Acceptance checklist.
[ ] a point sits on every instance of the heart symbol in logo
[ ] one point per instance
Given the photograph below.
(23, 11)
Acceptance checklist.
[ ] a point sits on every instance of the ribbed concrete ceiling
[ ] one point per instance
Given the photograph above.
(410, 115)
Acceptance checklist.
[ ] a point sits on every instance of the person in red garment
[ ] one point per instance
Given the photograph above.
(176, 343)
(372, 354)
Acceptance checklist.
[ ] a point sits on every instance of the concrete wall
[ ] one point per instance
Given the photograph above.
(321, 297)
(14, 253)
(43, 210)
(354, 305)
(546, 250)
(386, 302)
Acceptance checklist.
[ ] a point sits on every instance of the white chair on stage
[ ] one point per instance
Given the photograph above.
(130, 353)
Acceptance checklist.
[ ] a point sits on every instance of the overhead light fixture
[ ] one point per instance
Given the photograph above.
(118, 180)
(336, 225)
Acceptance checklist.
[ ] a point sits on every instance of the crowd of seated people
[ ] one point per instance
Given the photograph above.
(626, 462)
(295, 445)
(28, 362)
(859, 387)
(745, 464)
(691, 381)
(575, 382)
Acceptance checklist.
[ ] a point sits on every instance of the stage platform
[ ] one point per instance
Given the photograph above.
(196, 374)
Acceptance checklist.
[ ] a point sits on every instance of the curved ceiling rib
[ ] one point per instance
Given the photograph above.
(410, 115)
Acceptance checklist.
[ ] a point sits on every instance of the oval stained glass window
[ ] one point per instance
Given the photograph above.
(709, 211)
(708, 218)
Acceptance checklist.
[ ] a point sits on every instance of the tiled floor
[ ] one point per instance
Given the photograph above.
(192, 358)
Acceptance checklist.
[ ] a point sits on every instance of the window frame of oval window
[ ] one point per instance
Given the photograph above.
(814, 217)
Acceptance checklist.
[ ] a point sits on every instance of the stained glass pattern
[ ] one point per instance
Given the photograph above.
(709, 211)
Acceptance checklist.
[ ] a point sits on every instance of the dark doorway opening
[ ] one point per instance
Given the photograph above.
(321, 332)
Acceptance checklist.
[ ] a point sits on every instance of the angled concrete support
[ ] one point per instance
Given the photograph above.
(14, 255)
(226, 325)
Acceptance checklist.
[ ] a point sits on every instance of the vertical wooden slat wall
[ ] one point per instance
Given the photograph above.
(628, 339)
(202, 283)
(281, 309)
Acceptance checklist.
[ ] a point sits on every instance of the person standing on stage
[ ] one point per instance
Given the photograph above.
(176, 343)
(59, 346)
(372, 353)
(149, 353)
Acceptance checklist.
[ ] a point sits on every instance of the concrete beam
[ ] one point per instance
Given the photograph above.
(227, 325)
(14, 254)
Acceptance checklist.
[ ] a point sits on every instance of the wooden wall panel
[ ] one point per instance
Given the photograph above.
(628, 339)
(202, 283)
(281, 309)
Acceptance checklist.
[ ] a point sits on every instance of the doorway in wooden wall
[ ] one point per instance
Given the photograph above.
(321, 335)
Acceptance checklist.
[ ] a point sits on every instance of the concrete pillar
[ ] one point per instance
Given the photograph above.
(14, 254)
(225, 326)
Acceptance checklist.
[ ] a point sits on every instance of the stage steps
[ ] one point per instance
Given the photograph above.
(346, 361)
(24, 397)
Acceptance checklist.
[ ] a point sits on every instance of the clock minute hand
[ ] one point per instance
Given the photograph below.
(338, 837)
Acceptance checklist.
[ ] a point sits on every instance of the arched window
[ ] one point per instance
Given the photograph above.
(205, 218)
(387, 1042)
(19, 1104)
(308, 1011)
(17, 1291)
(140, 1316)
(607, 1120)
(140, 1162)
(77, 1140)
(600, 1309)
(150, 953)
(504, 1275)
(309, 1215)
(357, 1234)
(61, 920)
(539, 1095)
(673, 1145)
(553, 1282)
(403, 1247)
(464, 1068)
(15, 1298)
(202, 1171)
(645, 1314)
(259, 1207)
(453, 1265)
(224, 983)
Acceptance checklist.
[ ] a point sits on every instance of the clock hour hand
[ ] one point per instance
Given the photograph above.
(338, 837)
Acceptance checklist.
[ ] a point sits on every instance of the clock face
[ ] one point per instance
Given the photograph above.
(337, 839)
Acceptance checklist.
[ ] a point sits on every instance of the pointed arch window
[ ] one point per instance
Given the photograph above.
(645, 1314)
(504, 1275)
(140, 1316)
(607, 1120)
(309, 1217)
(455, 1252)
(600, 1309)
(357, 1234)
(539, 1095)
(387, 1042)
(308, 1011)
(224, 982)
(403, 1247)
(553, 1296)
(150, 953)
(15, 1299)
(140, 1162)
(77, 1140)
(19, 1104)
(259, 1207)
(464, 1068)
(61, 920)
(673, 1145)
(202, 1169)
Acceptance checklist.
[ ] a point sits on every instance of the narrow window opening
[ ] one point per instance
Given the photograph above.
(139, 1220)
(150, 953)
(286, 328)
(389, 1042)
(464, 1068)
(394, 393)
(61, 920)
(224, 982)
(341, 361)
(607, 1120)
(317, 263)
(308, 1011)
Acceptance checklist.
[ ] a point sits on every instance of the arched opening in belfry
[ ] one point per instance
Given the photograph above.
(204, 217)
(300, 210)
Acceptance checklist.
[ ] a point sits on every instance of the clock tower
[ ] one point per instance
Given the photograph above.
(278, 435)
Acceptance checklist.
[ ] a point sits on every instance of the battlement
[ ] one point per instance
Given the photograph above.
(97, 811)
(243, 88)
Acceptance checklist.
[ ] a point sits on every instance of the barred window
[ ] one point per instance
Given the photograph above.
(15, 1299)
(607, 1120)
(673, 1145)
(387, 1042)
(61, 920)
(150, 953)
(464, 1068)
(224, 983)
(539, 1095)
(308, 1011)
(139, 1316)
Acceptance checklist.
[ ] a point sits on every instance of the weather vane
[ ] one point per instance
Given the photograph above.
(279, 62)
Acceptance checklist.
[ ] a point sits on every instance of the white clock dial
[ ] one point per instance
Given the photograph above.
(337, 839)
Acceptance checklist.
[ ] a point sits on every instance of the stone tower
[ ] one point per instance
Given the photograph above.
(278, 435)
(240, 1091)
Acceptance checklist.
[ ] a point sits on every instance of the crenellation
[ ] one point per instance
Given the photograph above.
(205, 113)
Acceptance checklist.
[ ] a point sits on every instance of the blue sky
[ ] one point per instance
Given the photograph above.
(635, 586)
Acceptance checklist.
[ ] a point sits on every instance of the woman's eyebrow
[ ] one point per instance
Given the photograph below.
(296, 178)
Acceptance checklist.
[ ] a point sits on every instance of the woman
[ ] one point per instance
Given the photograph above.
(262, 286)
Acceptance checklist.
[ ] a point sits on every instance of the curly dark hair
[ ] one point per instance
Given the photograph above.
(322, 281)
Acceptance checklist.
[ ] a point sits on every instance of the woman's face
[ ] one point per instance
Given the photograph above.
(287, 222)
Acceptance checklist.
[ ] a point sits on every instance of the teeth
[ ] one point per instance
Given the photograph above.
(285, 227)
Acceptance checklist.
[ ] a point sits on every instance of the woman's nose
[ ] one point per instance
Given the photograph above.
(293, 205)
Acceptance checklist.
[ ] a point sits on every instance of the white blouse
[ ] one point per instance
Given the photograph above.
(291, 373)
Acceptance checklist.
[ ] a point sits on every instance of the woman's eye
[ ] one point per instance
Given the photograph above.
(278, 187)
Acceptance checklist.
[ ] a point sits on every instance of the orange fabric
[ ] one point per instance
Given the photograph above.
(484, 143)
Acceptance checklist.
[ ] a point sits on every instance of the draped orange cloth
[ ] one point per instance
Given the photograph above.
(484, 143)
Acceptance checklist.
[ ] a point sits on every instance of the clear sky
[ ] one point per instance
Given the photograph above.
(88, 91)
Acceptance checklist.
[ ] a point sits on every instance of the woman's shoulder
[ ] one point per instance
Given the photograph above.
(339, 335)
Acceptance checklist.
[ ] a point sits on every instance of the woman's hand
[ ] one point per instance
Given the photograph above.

== WHAT YOU ARE ASKED TO DO ==
Go over the listing above and copy out each line that includes "window".

== EXERCISE RESULT ==
[ ] a point sits on every instance of the oval stained glass window
[ ] a point sits on every instance of the window frame of oval window
[ ] a point sits on every instance of the arched window
[ ] a point sits on every instance of the pointed arch window
[ ] a point sits on every instance of the narrow window opening
[ ] a point sits on every instance of the barred window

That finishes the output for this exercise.